* _Passage provided_
↓
I think donnie sarko is brilliant.  One of my favorite films!  I agree with the 'story of jesus' theory - how he sacrifices himself at the end to save everyone else.  

I'd like to watch the dvd with the audio commentry on it.


----------



## Gromit (Apr 27, 2009)

I don't know why people wouldn't like it cause I love it.

Perhaps if it had more car chases and ninjas?

Or maybe the wabbit scares them too much.

Why was jesus wearing that silly human suit?


----------



## upsidedownwalrus (Apr 27, 2009)

Nah, the haturz on here tend to be art-house snoots, rather than people who find it 'too weird'.

I think this is DD's great trick, though, to be a pretty accessible film whilst being thought-provoking and interesting (see also: Truman Show), something that doesn't happen that often.


----------



## Gromit (Apr 27, 2009)

RenegadeDog said:


> Nah, the haturz on here tend to be art-house snoots, rather than people who find it 'too weird'.
> 
> I think this is DD's great trick, though, to be a pretty accessible film whilst being thought-provoking and interesting (see also: Truman Show), something that doesn't happen that often.


 
Who would have ever thunk that Jim Carey would do something as great as "The Truman Show" and Will Ferrel "Stranger than fiction".


----------



## Kid_Eternity (Apr 27, 2009)

RenegadeDog said:


> Nah, the haturz on here tend to be art-house snoots, rather than people who find it 'too weird'.
> 
> I think this is DD's great trick, though, to be a pretty accessible film whilst being thought-provoking and interesting (see also: Truman Show), something that doesn't happen that often.



Yeah good point that. I loved this film every time I've watched it. Haven't see it for a couple of years so it may be time...


----------



## Clair De Lune (Apr 27, 2009)

Neva said:


> This. This right here is what I was talking about earlier.
> 
> muser your exactly right imo. It's not possible to know any of the stuff Reno posted without resorting to doing homework on the film.



I disagree, me and some mates watched the film...admittedly we watched it twice in one weekend but we didn't need to go on the internet to figure it out we just discussed it amongst ourselves. On the second watch it made much more sense but we had grasped a lot of it and had theories the first time round.
↑
* _Listed entries_
↓
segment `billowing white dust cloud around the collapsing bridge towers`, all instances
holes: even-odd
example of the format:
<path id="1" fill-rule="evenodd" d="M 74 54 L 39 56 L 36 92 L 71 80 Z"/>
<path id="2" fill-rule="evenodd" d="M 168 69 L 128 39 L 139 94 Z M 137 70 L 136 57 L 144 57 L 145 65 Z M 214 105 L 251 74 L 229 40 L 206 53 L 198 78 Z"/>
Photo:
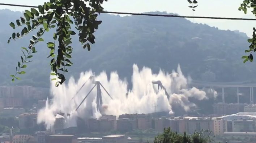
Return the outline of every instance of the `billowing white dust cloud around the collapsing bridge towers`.
<path id="1" fill-rule="evenodd" d="M 55 83 L 51 82 L 50 93 L 52 100 L 47 100 L 46 107 L 38 113 L 38 123 L 44 123 L 47 128 L 54 125 L 55 116 L 58 112 L 65 113 L 66 127 L 76 126 L 76 118 L 82 119 L 99 118 L 101 113 L 97 110 L 96 95 L 97 89 L 94 88 L 86 100 L 81 104 L 80 108 L 76 108 L 81 103 L 83 98 L 88 94 L 94 86 L 91 80 L 85 83 L 89 77 L 93 75 L 92 71 L 80 74 L 80 78 L 75 81 L 70 78 L 68 82 L 59 87 L 55 87 Z M 102 72 L 95 76 L 96 81 L 101 84 L 110 93 L 113 100 L 108 94 L 102 91 L 102 109 L 104 114 L 116 115 L 121 114 L 147 114 L 155 110 L 166 111 L 169 114 L 174 114 L 172 107 L 180 106 L 183 110 L 189 111 L 191 107 L 195 107 L 194 103 L 189 102 L 189 97 L 194 97 L 197 100 L 208 99 L 206 93 L 195 87 L 188 89 L 187 84 L 189 80 L 182 74 L 180 66 L 176 72 L 173 70 L 171 74 L 159 70 L 158 74 L 152 73 L 150 68 L 138 68 L 136 64 L 133 65 L 132 75 L 132 89 L 128 91 L 128 82 L 119 78 L 117 72 L 112 72 L 108 80 L 107 74 Z M 153 81 L 160 80 L 165 87 L 167 93 L 170 95 L 168 100 L 165 90 L 157 85 L 153 85 Z M 76 94 L 76 92 L 84 87 Z M 72 99 L 73 98 L 73 99 Z M 156 105 L 156 107 L 154 107 Z"/>

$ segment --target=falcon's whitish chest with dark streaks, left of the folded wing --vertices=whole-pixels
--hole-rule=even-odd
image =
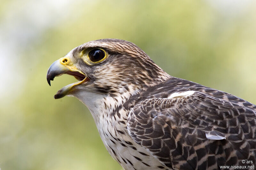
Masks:
[[[130,103],[129,105],[132,105]],[[164,166],[146,149],[132,140],[127,131],[127,118],[129,109],[124,106],[116,113],[105,113],[97,125],[100,137],[109,154],[125,169],[163,169]]]

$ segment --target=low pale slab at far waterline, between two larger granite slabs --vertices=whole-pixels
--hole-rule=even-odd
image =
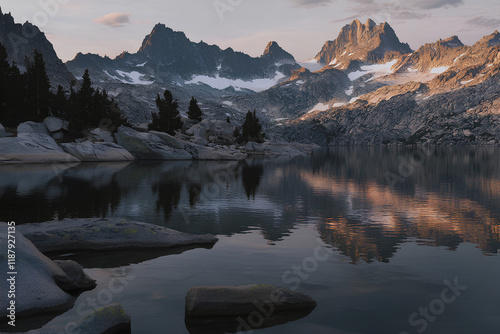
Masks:
[[[115,143],[65,143],[64,151],[81,161],[133,161],[135,157],[126,149]]]

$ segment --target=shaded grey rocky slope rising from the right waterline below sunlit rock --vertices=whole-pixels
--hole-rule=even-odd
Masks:
[[[414,90],[401,86],[401,94],[387,100],[370,103],[361,98],[345,107],[309,115],[308,120],[322,128],[335,145],[498,145],[499,81],[500,73],[474,86],[430,96],[419,86]],[[313,132],[300,123],[296,126],[300,130],[290,129],[290,139]]]

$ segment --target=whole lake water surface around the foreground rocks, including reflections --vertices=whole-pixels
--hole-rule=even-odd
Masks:
[[[133,333],[188,333],[191,286],[267,283],[318,306],[254,333],[498,333],[500,151],[415,152],[0,166],[0,221],[123,217],[220,238],[180,254],[65,256],[98,287],[48,325],[119,302]]]

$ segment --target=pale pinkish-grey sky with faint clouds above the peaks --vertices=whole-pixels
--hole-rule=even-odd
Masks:
[[[111,58],[135,53],[154,25],[183,31],[193,42],[260,56],[276,41],[298,61],[359,19],[388,22],[417,49],[458,35],[474,44],[500,30],[498,0],[2,0],[16,22],[36,24],[63,61],[78,52]]]

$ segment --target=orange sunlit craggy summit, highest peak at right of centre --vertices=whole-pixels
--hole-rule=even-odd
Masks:
[[[376,25],[372,20],[365,24],[354,20],[340,31],[334,41],[328,41],[315,59],[322,65],[347,69],[353,60],[378,63],[388,53],[410,53],[408,44],[401,43],[388,23]]]

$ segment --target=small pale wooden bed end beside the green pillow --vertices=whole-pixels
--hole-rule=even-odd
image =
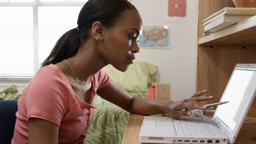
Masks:
[[[156,96],[156,100],[170,101],[171,85],[156,83],[155,96]]]

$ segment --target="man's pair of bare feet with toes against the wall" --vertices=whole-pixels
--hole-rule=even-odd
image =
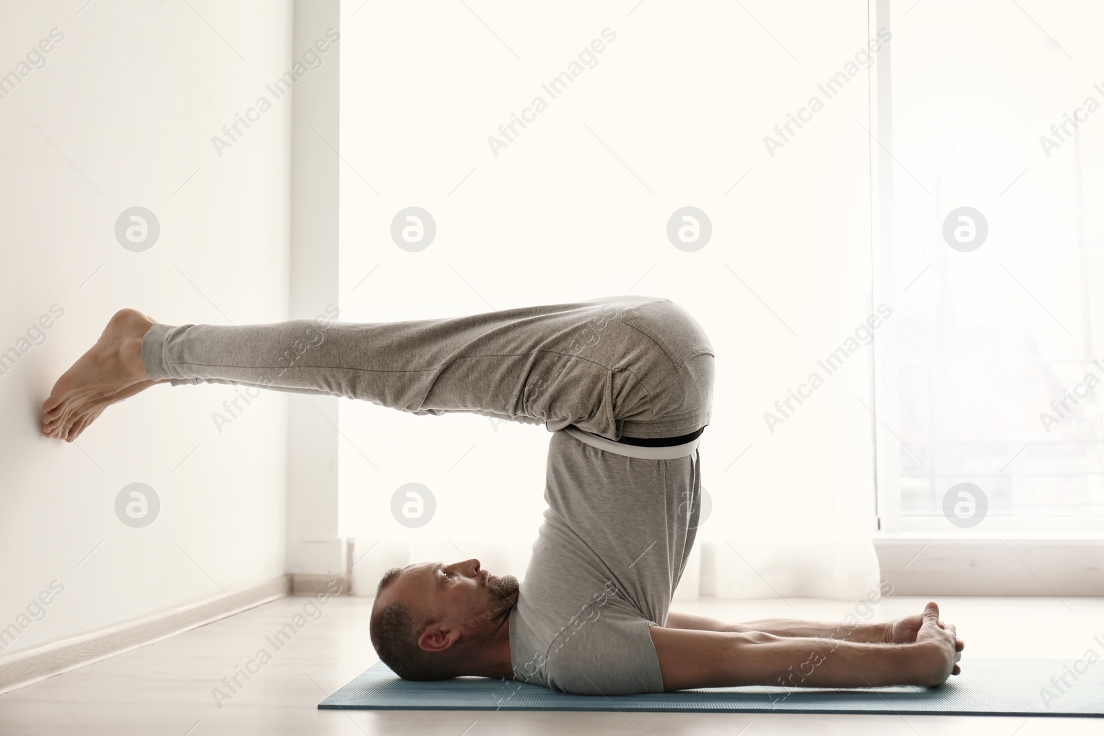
↑
* _Activities_
- A) Rewrite the film discussion thread between "I'd like to" and "them too much.", inclusive, with "ninjas" changed to "robots".
- B) Decide whether each statement agrees with the film discussion thread, answering yes or no and quoting the deciding words: (i) one poster describes the haters in the thread as art-house snoots; (ii) Kid_Eternity has watched the film within the past month; (iii) Clair De Lune and friends relied on the internet to make sense of the film.
- C) Carry on the film discussion thread past its final post.

* _Answers per task_
- A)
I'd like to watch the dvd with the audio commentry on it.


----------



## Gromit (Apr 27, 2009)

I don't know why people wouldn't like it cause I love it.

Perhaps if it had more car chases and robots?

Or maybe the wabbit scares them too much.

- B)
(i) Yes: "the haturz on here tend to be art-house snoots"
(ii) No: "Haven't see it for a couple of years"
(iii) No: "we didn't need to go on the internet to figure it out"

- C)
I really enjoyed it anyway and might watch it again soon


----------



## upsidedownwalrus (Apr 27, 2009)

Kid_Eternity said:


> Yeah good point that. I loved this film every time I've watched it. Haven't see it for a couple of years so it may be time...



What other films could we put into this 'accessible and mainstream but also interesting' bracket?  Fight Club perhaps...


----------



## upsidedownwalrus (Apr 27, 2009)

Kid_Eternity said:


> Yeah good point that. I loved this film every time I've watched it. Haven't see it for a couple of years so it may be time...



But yeah I've not watched it in a few years now.  Definitely may be time for a re-viewing


----------



## 8den (Apr 27, 2009)

tar1984 said:


> I think donnie sarko is brilliant.  One of my favorite films!  I agree with the 'story of jesus' theory - how he sacrifices himself at the end to save everyone else.



But that's bullshit. Because he dies, he doesn't set fire to Patrick Swayze's house so the evil paedophile gets away unpunished.


----------



## tar1984 (Apr 27, 2009)

8den said:


> But that's bullshit. Because he dies, he doesn't set fire to Patrick Swayze's house so the evil paedophile gets away unpunished.



Ok fair do's, I never thought about that bit.  But he does die in order to save the girl he loves, even though by doing this she will never even know who he was.


----------



## tar1984 (Apr 27, 2009)

Oh I just looked up some theories on google.  One way to look at it would be this:

He won't burn down Patrick Swayze's house, so
he'll never be discovered as a pedophile.
If he isn't found to be a pedophile then the crazy
lady doesn't lose her belief system...


----------



## 8den (Apr 27, 2009)

tar1984 said:


> Oh I just looked up some theories on google.  One way to look at it would be this:
> 
> He won't burn down Patrick Swayze's house, so
> he'll never be discovered as a pedophile.
> ...



So on the one hand crazy lady keeps her belief system, on the other paedophile gets away with kiddy fiddling. 


Hardly the lesser of two evils.


----------



## Kid_Eternity (Apr 27, 2009)

RenegadeDog said:


> What other films could we put into this 'accessible and mainstream but also interesting' bracket?  Fight Club perhaps...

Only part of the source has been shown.